--- Entries provided Enclosed Below ---
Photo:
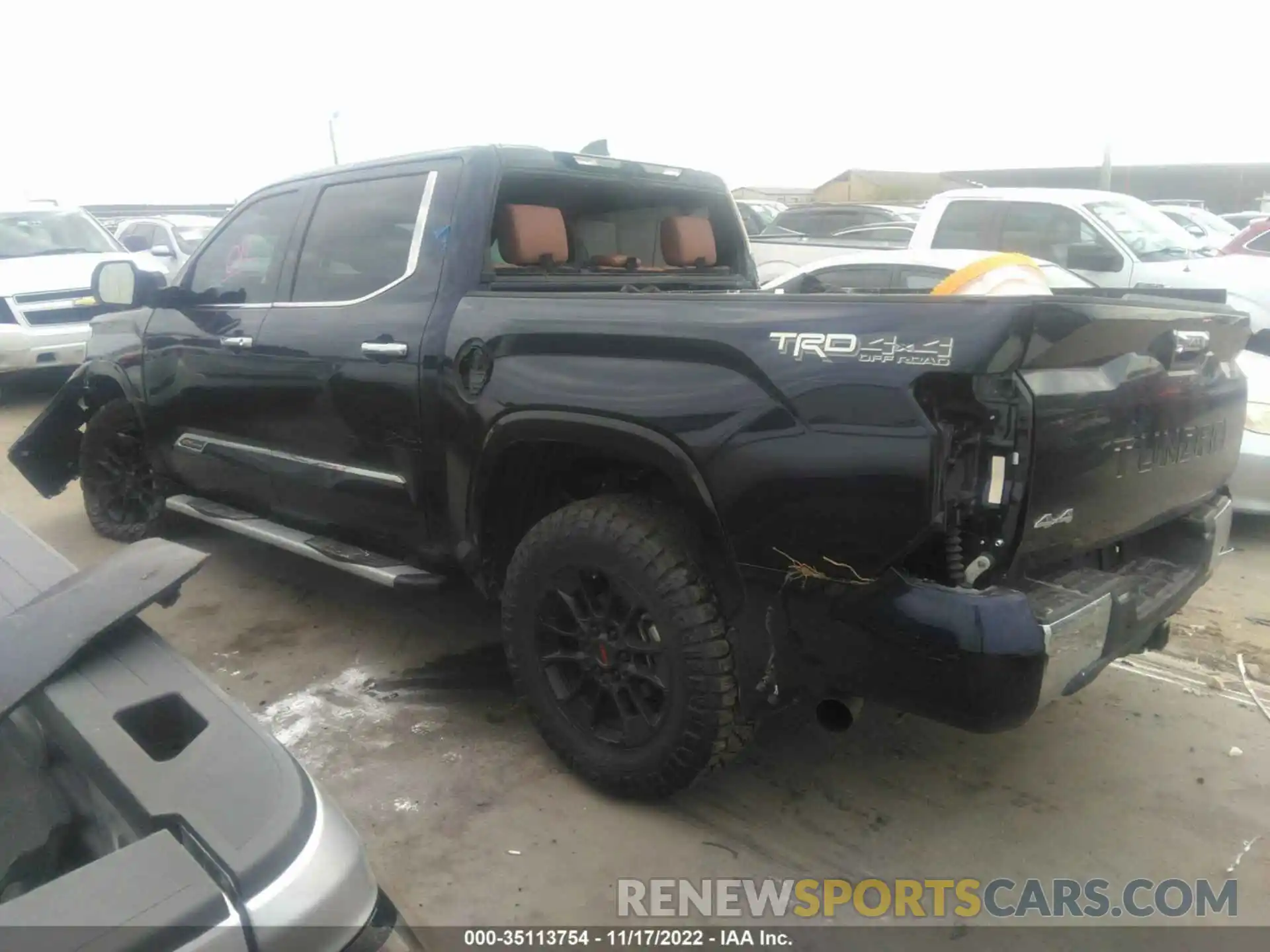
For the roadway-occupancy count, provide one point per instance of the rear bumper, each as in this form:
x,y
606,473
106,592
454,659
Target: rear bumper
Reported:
x,y
986,660
1250,487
--- End of Enclosed Entries provided ---
How to complete this task: Give back the records above word for word, minus any image they hold.

Worked solution:
Photo:
For the roadway-occupancy count, provide one point per instance of the rear bumper, each as in this form:
x,y
606,473
106,592
454,659
Target: rear bumper
Reported:
x,y
986,660
1250,487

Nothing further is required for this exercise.